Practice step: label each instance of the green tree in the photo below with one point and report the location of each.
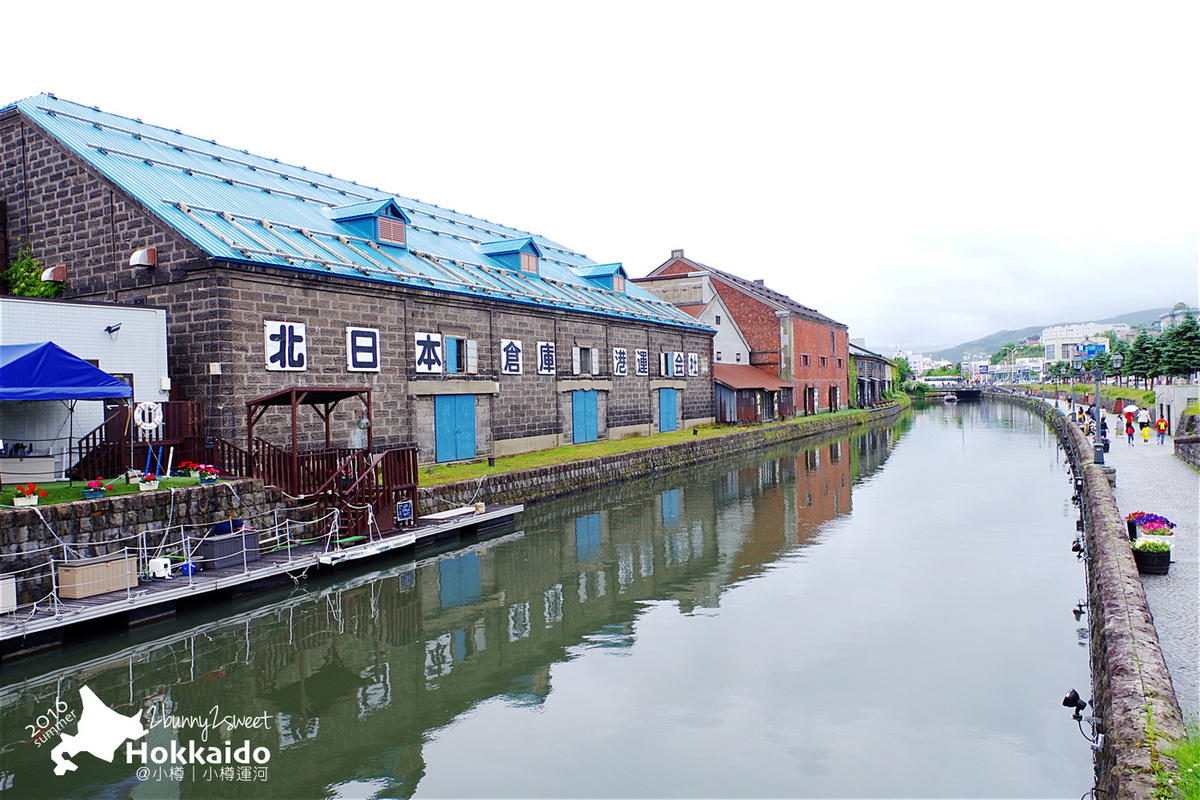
(1179, 348)
(24, 277)
(1121, 347)
(1143, 359)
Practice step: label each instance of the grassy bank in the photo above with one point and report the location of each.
(435, 475)
(66, 492)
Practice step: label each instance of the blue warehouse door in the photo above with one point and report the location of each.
(454, 426)
(667, 410)
(583, 416)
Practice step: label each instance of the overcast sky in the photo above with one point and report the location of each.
(927, 173)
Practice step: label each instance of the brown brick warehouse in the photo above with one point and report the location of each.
(475, 338)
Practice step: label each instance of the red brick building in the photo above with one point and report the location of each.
(799, 344)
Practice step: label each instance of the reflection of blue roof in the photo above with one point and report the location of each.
(237, 206)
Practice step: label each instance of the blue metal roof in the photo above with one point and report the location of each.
(601, 270)
(241, 208)
(505, 246)
(365, 209)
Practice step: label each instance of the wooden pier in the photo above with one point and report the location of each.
(41, 625)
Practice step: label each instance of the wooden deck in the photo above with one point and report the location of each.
(49, 615)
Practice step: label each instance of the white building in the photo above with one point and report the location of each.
(127, 342)
(1061, 342)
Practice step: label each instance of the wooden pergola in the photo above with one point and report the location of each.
(322, 400)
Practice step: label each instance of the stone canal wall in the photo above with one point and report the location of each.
(31, 535)
(533, 485)
(1188, 449)
(1131, 685)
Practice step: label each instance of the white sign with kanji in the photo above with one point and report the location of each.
(429, 354)
(287, 346)
(511, 358)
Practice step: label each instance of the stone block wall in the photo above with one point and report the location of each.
(30, 536)
(1132, 689)
(1188, 449)
(533, 485)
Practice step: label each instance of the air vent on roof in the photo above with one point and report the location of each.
(391, 230)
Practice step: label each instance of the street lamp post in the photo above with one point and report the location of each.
(1116, 361)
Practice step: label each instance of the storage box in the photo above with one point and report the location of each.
(225, 549)
(87, 577)
(7, 594)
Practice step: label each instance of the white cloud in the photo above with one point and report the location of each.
(923, 172)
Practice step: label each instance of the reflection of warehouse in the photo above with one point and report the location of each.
(399, 655)
(478, 338)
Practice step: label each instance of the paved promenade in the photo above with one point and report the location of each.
(1151, 479)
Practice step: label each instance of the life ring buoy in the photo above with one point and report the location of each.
(148, 416)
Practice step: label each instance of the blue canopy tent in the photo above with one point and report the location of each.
(45, 371)
(42, 371)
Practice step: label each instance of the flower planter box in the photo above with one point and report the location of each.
(27, 469)
(1152, 563)
(96, 576)
(226, 549)
(1169, 540)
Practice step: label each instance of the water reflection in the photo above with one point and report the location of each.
(359, 674)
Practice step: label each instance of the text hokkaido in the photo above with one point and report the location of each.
(198, 755)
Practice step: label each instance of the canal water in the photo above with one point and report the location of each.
(887, 614)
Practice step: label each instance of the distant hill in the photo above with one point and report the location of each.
(989, 344)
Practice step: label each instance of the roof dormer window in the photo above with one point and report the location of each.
(391, 230)
(609, 276)
(514, 253)
(382, 221)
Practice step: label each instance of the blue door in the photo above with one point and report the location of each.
(585, 416)
(454, 426)
(667, 410)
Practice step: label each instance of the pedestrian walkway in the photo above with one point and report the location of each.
(1151, 479)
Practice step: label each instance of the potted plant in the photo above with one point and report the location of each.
(95, 488)
(1152, 557)
(27, 495)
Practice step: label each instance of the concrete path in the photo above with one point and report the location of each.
(1151, 479)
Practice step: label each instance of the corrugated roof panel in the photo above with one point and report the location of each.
(169, 172)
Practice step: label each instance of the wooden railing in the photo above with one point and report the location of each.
(382, 485)
(106, 451)
(363, 486)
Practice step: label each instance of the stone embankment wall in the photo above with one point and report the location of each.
(31, 535)
(1188, 449)
(1132, 687)
(533, 485)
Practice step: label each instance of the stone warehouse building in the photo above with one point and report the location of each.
(477, 338)
(798, 344)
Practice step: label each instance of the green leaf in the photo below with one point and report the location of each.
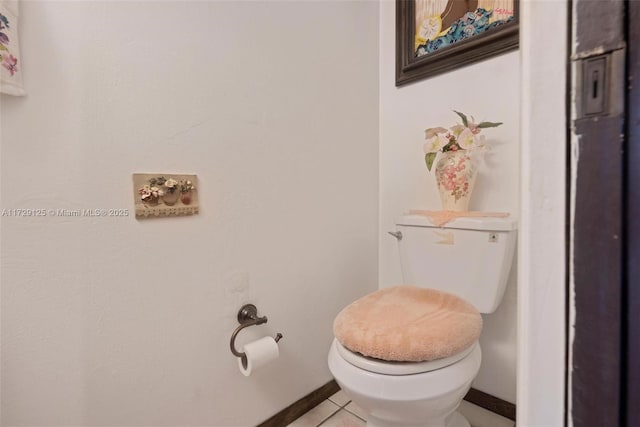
(465, 122)
(429, 158)
(485, 125)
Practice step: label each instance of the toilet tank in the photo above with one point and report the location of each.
(470, 257)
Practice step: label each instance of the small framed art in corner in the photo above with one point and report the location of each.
(436, 36)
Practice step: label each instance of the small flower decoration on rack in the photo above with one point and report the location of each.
(150, 194)
(165, 194)
(186, 187)
(463, 136)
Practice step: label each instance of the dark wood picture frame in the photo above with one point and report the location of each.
(410, 68)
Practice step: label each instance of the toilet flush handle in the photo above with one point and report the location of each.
(396, 234)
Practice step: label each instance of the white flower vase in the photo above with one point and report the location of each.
(456, 176)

--

* _WHAT TO WORK ON_
A verbatim copy of every entry above, with no pictures, is the expected output.

* _SOLUTION TO THE PROBLEM_
Practice step: label each instance of the green tree in the photo below with one point and report the location of each.
(1179, 348)
(24, 277)
(1121, 347)
(1143, 359)
Practice step: label each instance of the grassy bank in the photo above with one point and report the location of each.
(435, 475)
(66, 492)
Practice step: label each instance of the blue warehouse door in the photo above with one point and report the location of each.
(454, 426)
(667, 410)
(583, 416)
Practice step: label each instance of the overcast sky in the photo above with one point and report the location of each.
(927, 173)
Practice step: label each instance of the brown brick warehouse in the photo above with one point and report the location of each.
(475, 338)
Practice step: label each instance of the red brick building in the photo above with one point and report the location of each.
(799, 344)
Practice step: label each instance of the reflection of blue roof in the photo above with one point and report the location of each.
(237, 206)
Practice step: label each instance of the blue metal roof in the photo above with one point and report the location of each.
(601, 270)
(241, 208)
(505, 246)
(365, 209)
Practice step: label each instance of the wooden pier in the photo above with one point and report the location of each.
(41, 625)
Practice step: label each instance of the wooden deck in the photo above with one point and report the location of each.
(49, 615)
Practice step: label each instance of the white building in the photo above with one point and report the location of each.
(127, 342)
(1061, 342)
Practice step: label each instance of the wooden pergola in the photo above with one point and report the location of each.
(322, 400)
Practice step: label each instance of the stone canal wall in the photo above with one point and report the location of each.
(31, 535)
(533, 485)
(1188, 449)
(1131, 685)
Practice step: label each instance of the white sign with kanji in the photo above with one point and report the location of each.
(429, 354)
(287, 346)
(511, 358)
Practice step: label each instance of the stone block wall in the photo above with one point and report the location of each.
(30, 536)
(1132, 689)
(1188, 449)
(533, 485)
Practice step: label each instance of the air vent on roof in the photo above with one point and report the location of each.
(391, 230)
Practice step: label each instance of the street lamp post in the photo above with one point and report the location of each.
(1116, 361)
Practice step: label each instance of the storage box in the photo above with one point and report the location of each.
(225, 549)
(87, 577)
(7, 594)
Practice step: label each instance of the white cloud in the photo above with one point and report the location of each.
(923, 172)
Practice step: label each instance of the reflection of warehouse in the photo above with one point and report the location of each.
(399, 655)
(478, 338)
Practice step: label each instance of the paved promenade in the photo above with one point and report the location of each.
(1151, 479)
Practice step: label each instance of the life ring buoy in the photo above with one point and report the location of each.
(148, 416)
Practice step: label each instance of the blue canopy tent in the photo above with one point and report the location of each.
(45, 371)
(42, 371)
Practice step: label each instance of the flower planter box in the photo above with one point and report the location of each.
(27, 469)
(1152, 563)
(96, 576)
(226, 549)
(1169, 540)
Practice step: label each instance of the water reflection in the photo above with one point and report the location of each.
(359, 674)
Practice step: label each instance of the text hokkaido in the photo above with one point and report the location of each.
(198, 755)
Practice step: label each instance of the canal water in the photo above with one point and report the location of each.
(887, 614)
Practice step: label each instance of the distant hill in the photo above with one point and report the location of each.
(989, 344)
Practice step: label each instance of the roof dormer window in the photo above with one point and report the location of each.
(391, 230)
(609, 276)
(514, 253)
(382, 221)
Practice step: label each instance of the blue door in the photo above with one point and report the location of each.
(585, 416)
(454, 426)
(667, 410)
Practice step: label each instance of the pedestrian walkway in the photo above with one point and report the location of each.
(1151, 479)
Practice step: label each instance of the potted plant in the photo above with one point and report the location of each.
(95, 488)
(1152, 557)
(27, 495)
Practice step: label each instance of the concrete path in the photo above with one point and report the location of each.
(1151, 479)
Practice step: label each instance of the corrugated roof panel in the photo above with one point and report the location of each.
(169, 172)
Practice step: label each instance of the wooden railing in the photo above with one point and report the location of each.
(382, 485)
(106, 451)
(363, 486)
Practice step: label each instance of the stone embankment wall in the photo above with one point and report the location of each.
(31, 535)
(1188, 449)
(1132, 687)
(533, 485)
Practice step: label each instance of the stone warehouse building in the photo above with one point and report the location of each.
(477, 338)
(798, 344)
Practice step: label each instance of the green leaf in the photo below with one point and report the location of each.
(465, 122)
(429, 158)
(485, 125)
Practice step: label each instance of the toilet tank in the photo above with one point and report the location of each.
(470, 257)
Practice step: label each instance of the small framed art in corner in the photo above with one point and report the location of each.
(436, 36)
Practice step: label each instance of the small flower decoration on rack in the photo above with one point and report the location of each.
(150, 194)
(165, 194)
(186, 187)
(463, 136)
Practice step: label each instance of the dark wood picture frame in the photo above with one point and report the location of each.
(410, 68)
Practice step: label each instance of the toilet flush handle in the photo above with one point and report the location of each.
(396, 234)
Practice step: label each instance of the white flower vase in the photo above with one point and report the location of each.
(456, 176)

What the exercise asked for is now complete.